- **Data shown**:
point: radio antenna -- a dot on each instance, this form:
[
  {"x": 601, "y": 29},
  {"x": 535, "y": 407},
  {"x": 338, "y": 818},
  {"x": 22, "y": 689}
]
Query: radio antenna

- **Request**:
Give back every entry above unchanged, line for line.

- **The completed task**:
point: radio antenna -- a dot on each instance, this form:
[
  {"x": 601, "y": 29},
  {"x": 535, "y": 407},
  {"x": 338, "y": 818},
  {"x": 22, "y": 689}
]
Query: radio antenna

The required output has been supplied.